Призванный, как ему казалось, быть апостолом всеславянства, Чижов широко пропагандировал свои взгляды, не опасаясь навлечь на себя подозрение. Так, в 1845 году по дороге из Киева в Сокиренцы, имение Григория Павловича Галагана, имя которого впоследствии также фигурировало в деле о кирилло-мефодиевцах, он записал в дневнике: «Я успел пропустить мысль о славянстве во все слои общества, — многие узнали, что есть славяне, и многие из таких, которые о том никогда не мыслили»[201].
С тем чтобы убедиться в неблагонамеренности Чижова, чиновниками Третьего отделения были взяты свидетельские показания у знавших его лиц. Титулярный советник А. Галлер, бывший в 30-е годы студентом Петербургского университета, подтвердил, что «Чижов всегда был в высшей степени либерал, как в политическом, так и в нравственном отношении»[202].
П. А. Зайончковский в своей монографии о Кирилло-Мефодиевском обществе пишет, что непосредственным поводом для ареста Чижова послужили его письма, взятые при обыске у Гулака, одного из организаторов и руководителей общества[203]. Но ни в деле Гулака, ни в деле Чижова таковых писем не обнаружено, о них не упоминается и в материалах следствия.
Удостоверившись в своих предположениях, Третье отделение направило в западные пограничные губернии Российской империи «весьма секретные отношения» с предписанием арестовать Чижова в числе двух других выехавших в 1846 году за границу кирилло-мефодиевцев: Савича и Кулиша. При этом сообщалось, что «Государь Император Высочайше повелеть соизволил при возвращении означенных… в Россию задержать их на самой границе, опечатать, не рассматривая на месте, все их бумаги и вещи и тотчас вместе с оными отправить в С.-Петербург, в Третье отделение Собственной Его Величества канцелярии»[204].

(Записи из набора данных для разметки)
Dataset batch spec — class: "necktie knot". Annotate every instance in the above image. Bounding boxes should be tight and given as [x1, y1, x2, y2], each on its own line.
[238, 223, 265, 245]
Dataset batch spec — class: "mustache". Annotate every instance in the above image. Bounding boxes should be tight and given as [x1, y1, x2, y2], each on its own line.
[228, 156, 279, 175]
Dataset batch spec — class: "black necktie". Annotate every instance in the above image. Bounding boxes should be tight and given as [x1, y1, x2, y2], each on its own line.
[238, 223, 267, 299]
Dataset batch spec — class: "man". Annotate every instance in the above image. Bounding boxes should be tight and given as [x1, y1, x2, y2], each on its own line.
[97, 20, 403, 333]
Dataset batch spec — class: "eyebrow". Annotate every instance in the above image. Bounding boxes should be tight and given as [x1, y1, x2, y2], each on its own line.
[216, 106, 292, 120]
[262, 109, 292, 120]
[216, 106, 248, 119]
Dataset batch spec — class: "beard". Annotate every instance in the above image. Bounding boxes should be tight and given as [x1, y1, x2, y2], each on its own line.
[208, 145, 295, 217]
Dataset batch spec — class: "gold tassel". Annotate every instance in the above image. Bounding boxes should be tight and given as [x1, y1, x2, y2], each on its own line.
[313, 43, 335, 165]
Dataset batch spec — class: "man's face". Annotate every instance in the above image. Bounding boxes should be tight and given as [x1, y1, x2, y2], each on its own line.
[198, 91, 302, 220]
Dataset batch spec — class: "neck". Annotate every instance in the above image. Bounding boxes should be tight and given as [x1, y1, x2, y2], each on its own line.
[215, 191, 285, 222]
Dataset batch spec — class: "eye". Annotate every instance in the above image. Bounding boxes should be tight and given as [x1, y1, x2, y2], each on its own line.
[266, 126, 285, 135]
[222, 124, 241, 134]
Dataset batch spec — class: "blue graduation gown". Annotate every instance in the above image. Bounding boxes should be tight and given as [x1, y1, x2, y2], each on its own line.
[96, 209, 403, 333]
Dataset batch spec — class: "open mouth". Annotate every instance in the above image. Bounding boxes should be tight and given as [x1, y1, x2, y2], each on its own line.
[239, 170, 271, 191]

* [Задания]
A - Кого, помимо Чижова, предписывалось арестовать согласно тексту о Чижове?
B - Измените фрагмент текста о Чижове, начиная с «П. А. Зайончковский» и дальше вплоть до «в материалах следствия.»: поставьте «книге» вместо «монографии» и приведите фрагмент целиком.

* [Ответы по порядку]
A - Савича и Кулиша.

B -
П. А. Зайончковский в своей книге о Кирилло-Мефодиевском обществе пишет, что непосредственным поводом для ареста Чижова послужили его письма, взятые при обыске у Гулака, одного из организаторов и руководителей общества[203]. Но ни в деле Гулака, ни в деле Чижова таковых писем не обнаружено, о них не упоминается и в материалах следствия.